## Data to use
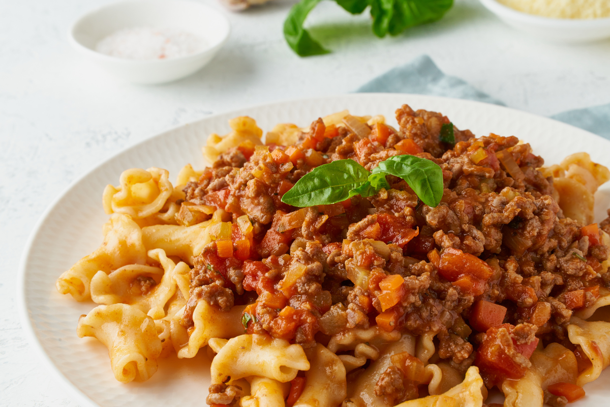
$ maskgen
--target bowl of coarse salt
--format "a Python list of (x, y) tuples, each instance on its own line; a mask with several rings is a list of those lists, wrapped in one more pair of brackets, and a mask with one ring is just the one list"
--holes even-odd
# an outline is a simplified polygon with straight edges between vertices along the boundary
[(610, 37), (610, 0), (479, 0), (504, 23), (539, 38), (576, 44)]
[(185, 0), (129, 0), (85, 15), (70, 42), (114, 76), (161, 84), (210, 62), (229, 37), (229, 21), (214, 9)]

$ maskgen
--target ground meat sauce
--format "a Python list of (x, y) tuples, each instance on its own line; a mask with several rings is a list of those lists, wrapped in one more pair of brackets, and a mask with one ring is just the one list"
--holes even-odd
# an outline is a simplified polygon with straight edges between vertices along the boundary
[[(438, 357), (461, 372), (474, 363), (489, 387), (522, 376), (539, 340), (567, 343), (573, 310), (610, 287), (610, 276), (600, 273), (610, 250), (600, 232), (591, 236), (563, 217), (529, 145), (454, 127), (450, 144), (439, 137), (446, 117), (407, 105), (396, 116), (399, 129), (375, 124), (365, 137), (318, 119), (295, 146), (235, 147), (187, 185), (187, 201), (232, 217), (235, 253), (221, 258), (212, 242), (196, 258), (184, 318), (189, 328), (203, 299), (223, 311), (246, 304), (247, 333), (304, 348), (375, 324), (431, 331)], [(315, 167), (351, 159), (371, 170), (404, 154), (399, 145), (441, 167), (437, 207), (392, 176), (391, 189), (368, 198), (304, 209), (281, 200)], [(518, 171), (509, 175), (498, 157)], [(248, 236), (237, 228), (243, 215)], [(610, 218), (600, 228), (610, 232)], [(375, 386), (389, 404), (417, 397), (403, 372), (393, 365)], [(228, 390), (218, 389), (222, 397), (212, 401), (237, 393)]]

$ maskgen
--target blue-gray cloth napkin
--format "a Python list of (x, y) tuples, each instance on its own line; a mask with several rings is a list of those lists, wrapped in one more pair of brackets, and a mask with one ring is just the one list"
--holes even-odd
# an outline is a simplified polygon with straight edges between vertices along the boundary
[[(390, 70), (360, 87), (356, 92), (418, 93), (504, 106), (459, 77), (445, 75), (427, 55)], [(610, 104), (569, 110), (551, 118), (610, 140)]]

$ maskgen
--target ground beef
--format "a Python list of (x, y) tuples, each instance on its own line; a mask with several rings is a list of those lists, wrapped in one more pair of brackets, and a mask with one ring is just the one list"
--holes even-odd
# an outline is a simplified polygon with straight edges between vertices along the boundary
[(209, 394), (206, 402), (209, 405), (229, 405), (239, 401), (243, 394), (242, 387), (228, 384), (212, 384), (208, 389)]
[(402, 370), (390, 366), (375, 384), (375, 392), (378, 397), (383, 397), (386, 404), (393, 406), (396, 402), (404, 398), (404, 375)]

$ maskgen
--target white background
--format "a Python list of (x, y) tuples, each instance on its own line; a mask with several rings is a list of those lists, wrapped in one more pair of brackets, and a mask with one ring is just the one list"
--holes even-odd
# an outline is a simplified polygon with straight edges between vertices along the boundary
[[(334, 52), (306, 59), (282, 37), (292, 1), (226, 12), (231, 37), (203, 70), (163, 85), (121, 84), (82, 59), (66, 39), (73, 21), (106, 2), (0, 0), (1, 406), (77, 405), (26, 341), (16, 273), (45, 208), (126, 146), (214, 113), (349, 92), (422, 54), (512, 107), (548, 115), (610, 103), (610, 40), (540, 42), (504, 26), (476, 0), (456, 0), (440, 21), (383, 40), (373, 35), (366, 16), (323, 2), (308, 25)], [(221, 9), (215, 0), (205, 2)]]

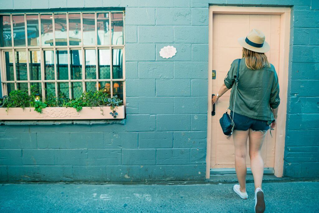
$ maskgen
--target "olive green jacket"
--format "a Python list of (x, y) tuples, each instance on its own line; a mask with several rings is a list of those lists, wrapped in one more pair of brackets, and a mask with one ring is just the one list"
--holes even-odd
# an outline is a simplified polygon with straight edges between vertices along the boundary
[[(237, 74), (239, 59), (235, 60), (224, 80), (230, 93), (229, 109), (233, 109), (235, 96), (235, 78)], [(246, 66), (245, 58), (239, 66), (235, 112), (249, 118), (267, 121), (269, 125), (274, 120), (271, 108), (275, 109), (280, 103), (278, 77), (274, 65), (260, 70), (251, 70)]]

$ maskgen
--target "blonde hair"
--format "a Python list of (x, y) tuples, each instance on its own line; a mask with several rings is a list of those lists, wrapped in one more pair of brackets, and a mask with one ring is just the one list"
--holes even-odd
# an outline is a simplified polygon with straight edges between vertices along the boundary
[(259, 70), (265, 67), (270, 67), (270, 63), (264, 53), (252, 51), (242, 48), (242, 57), (247, 67), (252, 70)]

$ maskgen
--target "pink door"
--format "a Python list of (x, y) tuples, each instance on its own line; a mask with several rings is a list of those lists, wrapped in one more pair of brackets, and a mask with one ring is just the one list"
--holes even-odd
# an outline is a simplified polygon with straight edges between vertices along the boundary
[[(233, 61), (241, 57), (242, 48), (237, 39), (246, 36), (253, 28), (260, 30), (265, 34), (266, 41), (271, 47), (271, 50), (266, 55), (276, 70), (278, 70), (280, 17), (279, 15), (213, 15), (212, 69), (216, 71), (216, 79), (212, 80), (213, 94), (217, 92), (224, 82)], [(224, 135), (219, 123), (219, 119), (228, 105), (230, 90), (219, 99), (215, 106), (216, 115), (211, 118), (211, 168), (213, 171), (234, 167), (233, 137)], [(262, 150), (265, 167), (270, 170), (274, 167), (275, 133), (275, 129), (272, 131), (272, 138), (269, 131), (267, 132)], [(247, 160), (249, 167), (248, 155)]]

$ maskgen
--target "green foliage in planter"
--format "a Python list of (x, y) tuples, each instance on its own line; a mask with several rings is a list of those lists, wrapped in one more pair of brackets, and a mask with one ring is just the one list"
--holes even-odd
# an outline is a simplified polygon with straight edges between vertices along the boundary
[[(90, 91), (83, 93), (80, 97), (76, 99), (70, 99), (63, 93), (60, 93), (57, 97), (52, 92), (48, 91), (46, 100), (42, 101), (40, 98), (38, 101), (35, 101), (38, 88), (35, 86), (30, 87), (30, 95), (27, 92), (20, 90), (11, 91), (8, 96), (4, 96), (0, 99), (0, 107), (33, 107), (34, 111), (41, 113), (42, 109), (48, 107), (70, 107), (79, 111), (84, 107), (110, 106), (112, 112), (110, 114), (116, 118), (117, 113), (116, 107), (123, 105), (123, 100), (119, 98), (117, 95), (113, 98), (109, 95), (103, 92), (103, 90), (98, 91)], [(102, 110), (102, 113), (103, 114)]]

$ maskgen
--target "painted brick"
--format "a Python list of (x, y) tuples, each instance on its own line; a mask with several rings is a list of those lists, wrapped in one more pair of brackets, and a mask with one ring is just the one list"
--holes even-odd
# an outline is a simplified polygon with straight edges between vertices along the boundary
[(138, 68), (137, 62), (128, 61), (125, 64), (125, 77), (127, 79), (138, 78)]
[(140, 79), (172, 79), (174, 75), (173, 62), (141, 62), (138, 63)]
[(307, 146), (319, 146), (319, 130), (289, 130), (286, 132), (286, 146), (300, 145), (300, 141), (307, 141)]
[(173, 46), (176, 48), (177, 51), (175, 55), (172, 58), (163, 58), (160, 55), (160, 51), (164, 47), (168, 45), (171, 46), (172, 44), (156, 44), (156, 61), (184, 61), (191, 60), (191, 45), (189, 44), (174, 44)]
[(207, 96), (208, 92), (208, 81), (206, 79), (192, 79), (191, 81), (192, 96)]
[(37, 134), (38, 148), (70, 148), (70, 133), (42, 133)]
[(15, 10), (31, 8), (31, 0), (24, 0), (23, 3), (19, 0), (13, 0)]
[(288, 114), (289, 130), (315, 130), (319, 126), (319, 114)]
[(292, 79), (319, 79), (319, 63), (293, 62), (289, 78)]
[(319, 113), (319, 97), (293, 96), (290, 98), (290, 101), (289, 113)]
[(72, 133), (70, 138), (72, 148), (98, 148), (103, 147), (103, 133)]
[(140, 132), (138, 144), (141, 148), (173, 148), (173, 133)]
[(128, 79), (126, 83), (128, 97), (155, 96), (155, 80)]
[(189, 9), (158, 8), (156, 9), (156, 14), (157, 25), (188, 25), (191, 24), (192, 12)]
[(175, 7), (190, 7), (192, 0), (174, 0), (174, 6)]
[(54, 149), (23, 149), (22, 163), (27, 165), (55, 165), (54, 151)]
[(56, 0), (49, 1), (49, 7), (50, 8), (59, 8), (66, 7), (67, 0)]
[(148, 0), (139, 0), (139, 7), (170, 7), (174, 6), (174, 2), (171, 0), (162, 0), (160, 1), (151, 1)]
[(192, 9), (192, 25), (208, 25), (208, 11), (206, 9)]
[(0, 8), (3, 10), (10, 10), (13, 9), (13, 1), (0, 1)]
[(295, 10), (294, 11), (293, 27), (317, 27), (319, 26), (318, 16), (319, 11)]
[(206, 131), (174, 133), (174, 148), (205, 148), (207, 133)]
[(121, 3), (122, 7), (137, 7), (138, 6), (138, 0), (121, 0)]
[(126, 132), (104, 133), (104, 148), (137, 148), (138, 133)]
[(285, 159), (290, 163), (319, 161), (318, 147), (288, 147)]
[(126, 98), (125, 112), (127, 114), (136, 114), (138, 113), (138, 98)]
[(207, 129), (207, 108), (203, 106), (205, 109), (205, 114), (192, 115), (191, 116), (190, 130), (206, 130)]
[(0, 180), (8, 181), (8, 168), (6, 166), (0, 166)]
[(21, 149), (0, 149), (0, 166), (22, 164)]
[(207, 44), (192, 44), (192, 60), (208, 61), (208, 45)]
[(311, 9), (319, 10), (319, 1), (315, 0), (311, 1)]
[(156, 163), (160, 164), (189, 164), (189, 149), (157, 149)]
[(208, 26), (174, 27), (174, 42), (176, 43), (207, 43)]
[(318, 80), (292, 80), (291, 82), (290, 94), (299, 96), (319, 96)]
[(103, 3), (104, 7), (121, 6), (121, 0), (103, 0)]
[(73, 166), (75, 181), (105, 181), (107, 180), (105, 166)]
[(0, 149), (35, 148), (36, 144), (35, 133), (0, 133)]
[(125, 25), (155, 25), (155, 9), (149, 8), (126, 8)]
[(157, 96), (189, 96), (190, 80), (165, 79), (156, 80)]
[(158, 131), (183, 131), (190, 129), (190, 115), (158, 115), (156, 129)]
[(125, 45), (126, 61), (154, 61), (155, 59), (154, 44), (128, 43)]
[(174, 78), (207, 79), (208, 66), (207, 62), (174, 62)]
[(174, 113), (207, 113), (206, 108), (201, 104), (207, 102), (206, 97), (174, 97)]
[(296, 62), (318, 63), (319, 62), (318, 53), (319, 53), (319, 46), (294, 46), (293, 60)]
[(154, 131), (156, 128), (156, 116), (150, 115), (128, 115), (128, 131)]
[(190, 149), (190, 163), (204, 164), (206, 162), (206, 149), (193, 148)]
[(90, 149), (87, 150), (88, 164), (121, 165), (122, 153), (120, 149)]
[(49, 8), (49, 0), (31, 0), (31, 7), (32, 8), (47, 9)]
[(125, 43), (137, 42), (137, 25), (126, 25), (125, 30)]
[(173, 97), (141, 97), (139, 98), (140, 114), (167, 114), (174, 112)]
[(54, 149), (54, 161), (56, 165), (86, 165), (87, 149)]
[(100, 7), (103, 6), (102, 0), (84, 0), (86, 7)]
[(122, 152), (123, 165), (153, 165), (156, 163), (154, 149), (123, 149)]
[(85, 0), (67, 0), (66, 6), (68, 8), (83, 8), (84, 7)]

## Exercise directions
Copy out the records word for word, starting at their very beginning and stopping after the line that contains "38), (576, 44)]", that line included. Leave the pictures out of your copy.

## Expected output
$ maskgen
--target bowl of coarse salt
--format "a Python list of (x, y) tuples, each instance on its own line; a mask with several rings is a list of those lists, wrapped in one more pair of brackets, and a mask with one ring is just the one list"
--holes even-odd
# an outline is a simplified polygon with straight edges between vertices along the boundary
[(610, 37), (610, 0), (479, 0), (504, 23), (539, 38), (576, 44)]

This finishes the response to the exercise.